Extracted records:
'''
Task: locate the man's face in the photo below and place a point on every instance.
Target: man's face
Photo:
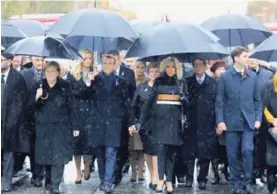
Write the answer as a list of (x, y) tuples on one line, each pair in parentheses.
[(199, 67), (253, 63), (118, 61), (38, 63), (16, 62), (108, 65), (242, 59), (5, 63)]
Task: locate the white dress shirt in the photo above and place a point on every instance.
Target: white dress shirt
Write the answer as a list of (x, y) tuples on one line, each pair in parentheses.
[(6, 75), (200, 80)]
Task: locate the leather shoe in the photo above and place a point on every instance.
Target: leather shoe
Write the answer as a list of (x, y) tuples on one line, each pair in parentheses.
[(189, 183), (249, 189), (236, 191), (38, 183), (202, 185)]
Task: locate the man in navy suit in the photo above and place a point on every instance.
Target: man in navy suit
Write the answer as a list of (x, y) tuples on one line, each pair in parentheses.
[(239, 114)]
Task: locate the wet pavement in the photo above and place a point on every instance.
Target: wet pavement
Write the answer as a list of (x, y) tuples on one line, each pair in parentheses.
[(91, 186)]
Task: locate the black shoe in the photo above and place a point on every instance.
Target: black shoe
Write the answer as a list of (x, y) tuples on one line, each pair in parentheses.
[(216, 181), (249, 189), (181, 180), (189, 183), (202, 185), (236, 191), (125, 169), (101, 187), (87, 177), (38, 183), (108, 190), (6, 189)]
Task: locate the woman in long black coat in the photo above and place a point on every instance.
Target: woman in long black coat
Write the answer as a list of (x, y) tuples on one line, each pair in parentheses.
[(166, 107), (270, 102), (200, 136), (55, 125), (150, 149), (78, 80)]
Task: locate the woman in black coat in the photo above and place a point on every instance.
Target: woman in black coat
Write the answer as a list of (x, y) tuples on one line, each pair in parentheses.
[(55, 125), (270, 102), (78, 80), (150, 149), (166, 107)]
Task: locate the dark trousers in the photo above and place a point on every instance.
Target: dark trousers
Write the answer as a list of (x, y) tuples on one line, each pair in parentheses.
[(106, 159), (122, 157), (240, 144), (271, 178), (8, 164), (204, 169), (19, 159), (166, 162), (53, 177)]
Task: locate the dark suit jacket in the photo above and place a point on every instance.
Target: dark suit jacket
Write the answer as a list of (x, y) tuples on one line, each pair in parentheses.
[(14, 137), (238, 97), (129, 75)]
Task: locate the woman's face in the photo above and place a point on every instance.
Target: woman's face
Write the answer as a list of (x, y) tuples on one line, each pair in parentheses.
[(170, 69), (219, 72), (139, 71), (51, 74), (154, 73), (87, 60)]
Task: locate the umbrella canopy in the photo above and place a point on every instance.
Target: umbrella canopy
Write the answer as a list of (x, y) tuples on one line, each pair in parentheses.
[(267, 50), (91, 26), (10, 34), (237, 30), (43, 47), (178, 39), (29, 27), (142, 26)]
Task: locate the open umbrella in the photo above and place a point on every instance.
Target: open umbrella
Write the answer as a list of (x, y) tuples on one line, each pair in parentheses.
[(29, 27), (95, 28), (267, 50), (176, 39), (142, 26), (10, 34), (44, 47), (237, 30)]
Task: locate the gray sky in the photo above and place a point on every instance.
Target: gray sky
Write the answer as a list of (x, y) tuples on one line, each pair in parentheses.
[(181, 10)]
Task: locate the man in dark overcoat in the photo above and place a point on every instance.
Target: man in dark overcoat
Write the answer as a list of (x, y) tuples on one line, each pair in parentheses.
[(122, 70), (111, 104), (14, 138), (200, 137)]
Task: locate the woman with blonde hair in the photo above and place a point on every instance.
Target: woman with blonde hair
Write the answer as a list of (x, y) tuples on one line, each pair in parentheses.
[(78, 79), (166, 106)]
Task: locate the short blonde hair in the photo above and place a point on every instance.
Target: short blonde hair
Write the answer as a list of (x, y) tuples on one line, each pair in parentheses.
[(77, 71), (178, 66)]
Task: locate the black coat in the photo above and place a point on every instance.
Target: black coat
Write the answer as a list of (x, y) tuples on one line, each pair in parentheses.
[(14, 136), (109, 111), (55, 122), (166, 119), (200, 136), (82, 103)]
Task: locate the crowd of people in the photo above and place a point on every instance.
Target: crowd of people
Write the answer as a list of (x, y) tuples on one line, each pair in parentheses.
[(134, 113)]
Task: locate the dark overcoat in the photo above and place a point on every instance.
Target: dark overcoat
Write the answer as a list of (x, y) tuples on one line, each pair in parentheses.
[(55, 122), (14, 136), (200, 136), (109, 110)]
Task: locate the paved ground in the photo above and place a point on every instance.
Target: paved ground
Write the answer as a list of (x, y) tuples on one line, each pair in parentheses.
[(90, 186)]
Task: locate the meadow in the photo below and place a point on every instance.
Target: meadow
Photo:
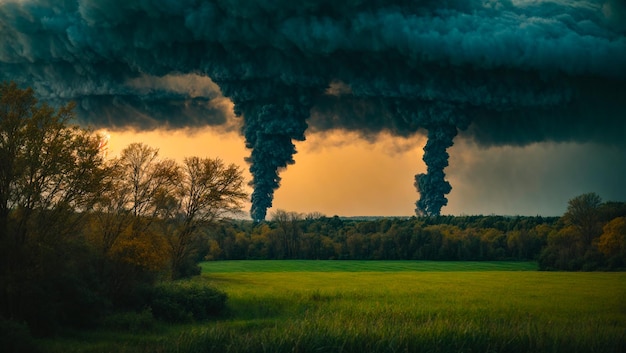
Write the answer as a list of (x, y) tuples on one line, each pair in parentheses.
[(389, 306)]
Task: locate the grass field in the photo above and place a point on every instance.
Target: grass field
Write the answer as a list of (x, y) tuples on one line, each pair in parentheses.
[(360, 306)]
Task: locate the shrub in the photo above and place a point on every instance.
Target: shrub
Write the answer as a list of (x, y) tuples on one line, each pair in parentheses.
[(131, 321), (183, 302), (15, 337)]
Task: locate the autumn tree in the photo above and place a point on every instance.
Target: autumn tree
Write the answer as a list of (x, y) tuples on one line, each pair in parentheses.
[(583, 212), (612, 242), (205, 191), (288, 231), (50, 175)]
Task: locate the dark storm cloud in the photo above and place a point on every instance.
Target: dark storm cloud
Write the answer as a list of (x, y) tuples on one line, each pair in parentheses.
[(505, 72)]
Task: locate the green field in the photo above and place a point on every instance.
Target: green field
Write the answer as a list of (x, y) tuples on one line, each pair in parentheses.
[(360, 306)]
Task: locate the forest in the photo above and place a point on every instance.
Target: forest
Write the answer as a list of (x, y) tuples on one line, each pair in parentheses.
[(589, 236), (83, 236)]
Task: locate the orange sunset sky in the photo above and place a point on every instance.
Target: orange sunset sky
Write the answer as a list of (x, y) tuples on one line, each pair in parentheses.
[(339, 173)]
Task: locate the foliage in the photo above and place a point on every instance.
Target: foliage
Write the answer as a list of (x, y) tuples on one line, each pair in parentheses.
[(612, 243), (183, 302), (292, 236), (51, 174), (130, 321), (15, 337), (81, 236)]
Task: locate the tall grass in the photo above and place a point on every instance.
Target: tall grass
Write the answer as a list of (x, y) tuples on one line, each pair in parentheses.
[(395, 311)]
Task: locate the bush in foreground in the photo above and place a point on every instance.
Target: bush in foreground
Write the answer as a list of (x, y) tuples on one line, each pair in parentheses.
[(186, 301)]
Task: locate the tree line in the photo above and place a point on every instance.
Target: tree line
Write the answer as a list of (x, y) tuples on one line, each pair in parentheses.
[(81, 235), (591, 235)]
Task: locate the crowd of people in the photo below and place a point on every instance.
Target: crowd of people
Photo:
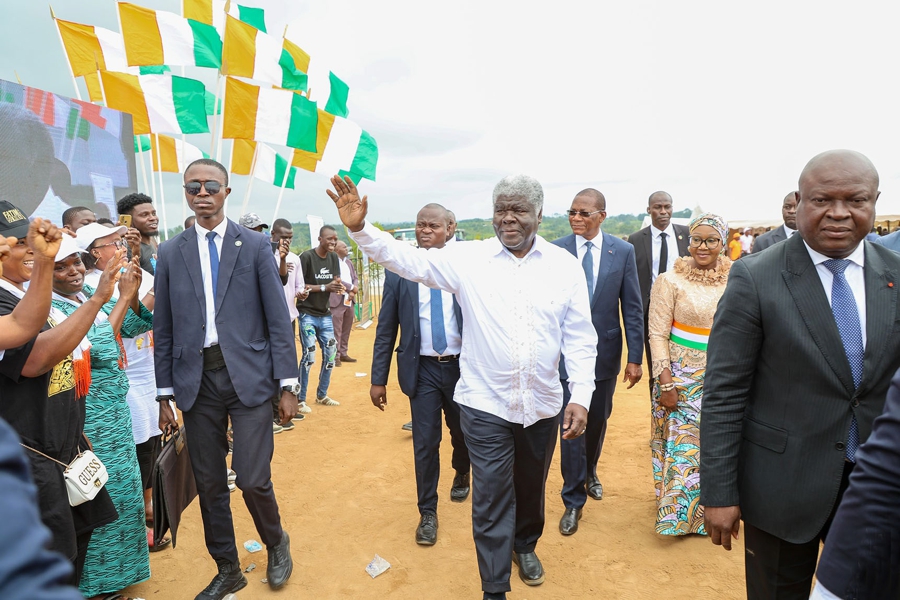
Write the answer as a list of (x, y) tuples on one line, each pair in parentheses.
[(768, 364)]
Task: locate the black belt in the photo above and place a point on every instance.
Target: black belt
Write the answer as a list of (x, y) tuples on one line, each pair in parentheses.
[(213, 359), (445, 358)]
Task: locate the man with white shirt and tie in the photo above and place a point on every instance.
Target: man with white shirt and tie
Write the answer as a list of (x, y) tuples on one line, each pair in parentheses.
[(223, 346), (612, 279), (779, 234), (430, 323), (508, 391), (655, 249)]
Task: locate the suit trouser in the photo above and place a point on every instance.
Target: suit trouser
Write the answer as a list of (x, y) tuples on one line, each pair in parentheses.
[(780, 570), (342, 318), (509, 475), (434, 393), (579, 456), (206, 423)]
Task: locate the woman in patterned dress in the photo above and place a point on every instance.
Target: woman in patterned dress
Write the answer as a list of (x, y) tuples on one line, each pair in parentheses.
'''
[TASK TO CARRY OUT]: In the entries above, find the line that contains "Target: man in navy suit", then repeat exactly every line from the first one through that line, with no pictures.

[TASK RESULT]:
Task: locate the man's face in the photo below and place a point on every instance.
Target: man's face
Photo:
Write the answer as a list of (x, y) tuples on one line, each pair in parentheses.
[(199, 67), (253, 63), (118, 61), (38, 63), (16, 62), (108, 65), (242, 59), (5, 63)]
Task: locate the white dress shirt in the photo above and place a point on every instance.
Target: white dress shirt
Write the answer as a list of (x, y) tuples on one line, each pair in parentheses.
[(6, 75), (200, 80)]
Task: locate the leather shoe in the photo above and place a point on every instance.
Target: leather shoe
Write the answer as a list of (x, y) tuples on one line, each pair in parentheses.
[(189, 183), (249, 189), (236, 191), (38, 183), (202, 185)]
Task: locate the man in navy suit in the photo above and place a point on every instance.
Target: man in navy suit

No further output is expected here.